I think that 10μm is in the mid-ir region.
 
Tony

hlmark's picture

Tony - Different communities have different criteria for what's Near, Mid and Far infrared. We chemists consider Near-IR to be anything from the end of the visible to 2500 nm, mid-IR exetends from 2500 to about 50,000 nm and far-IR is anything beyond that. I once found out that on the other hand, the medical community considers "Near"-IR to go only to about 1000 nm (roughly the same as what you want to call the "Herschel" region) and "Far-IR is anything beyond that (they don't define "mid-IR at all, unless they've changed their temrinology since then). So what all these terms mean depends on who you're talking to. Let's stick to the numbers; at least 2500 nm will mean the same thing to everybody!

 

hlmark's picture

Ian – I have some more significant comments to your message as well. Yes, it’s a potential major breakthrough, but I have several misgivings about this.

First, the concept of a cellphone-mounted NIR spectrometer is not new. Over the past 8-10 years, at least a half-dozen to 10 proposed cellphone spectrometers have appeared in print. One of the first was a high-school science fair project. Clearly not a major backing for this, but the concept was shown. Others were more serious commercial attempts. So far, I haven’t seen any of them making inroads in the commercial sector, nor being shown at Pittcon.

Second, as a previous comment said, the performance specifications for the device are unknown. It seems highly likely to me that the previous attempts at creating such a device foundered on the hard rocks of reality; while some sort of a spectrometer can be built if you don’t care about it’s performance, it is not easy to create such a device with sufficient sensitivity, low noise, precision and stability in the face of field use. Especially if it’s going to be mounted on a cell phone. Especiallly then, sample presentation becomes a major issue; you can't just "point and click" like Spock's tricorder. Would that we could, though!

• **Material provided**
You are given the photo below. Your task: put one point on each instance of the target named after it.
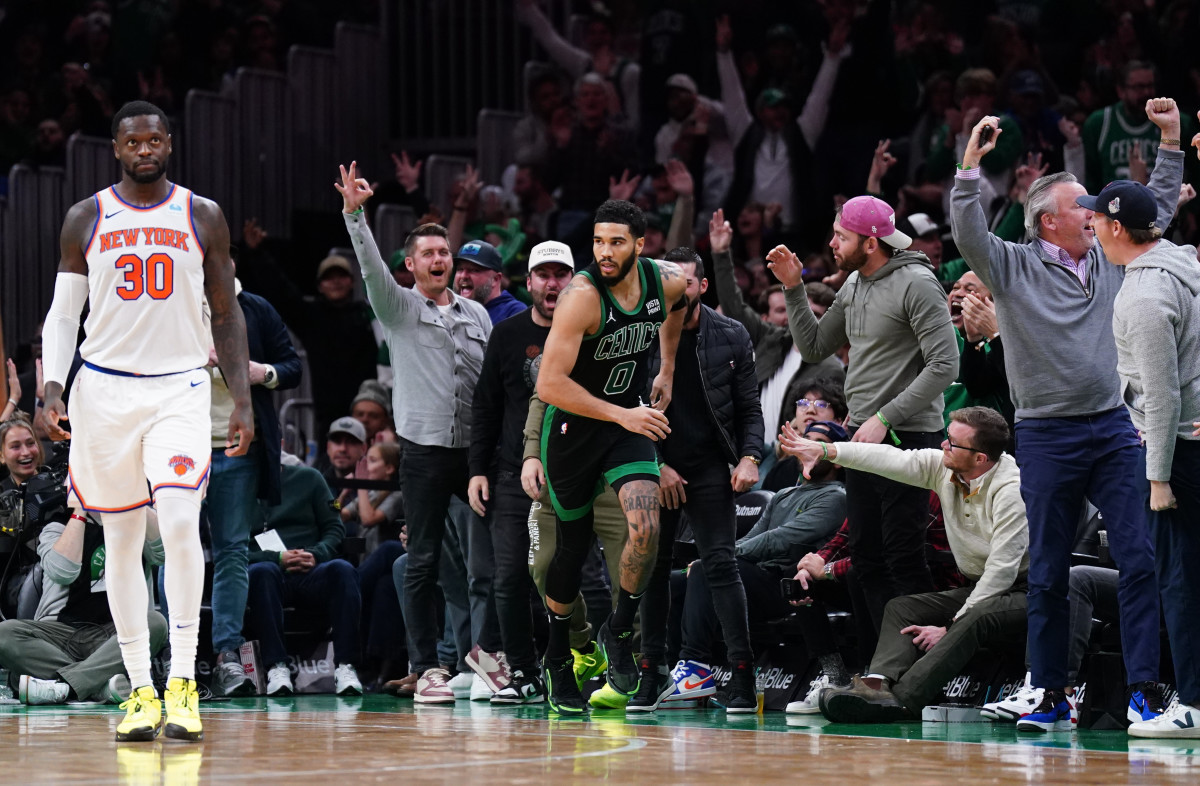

• **Instructions to follow**
In the infrared spectroscopy discussion, what range do chemists give for the mid-IR region? The material is separate from the text and unrelated to it.

• **Problem solution**
From 2500 to about 50,000 nm.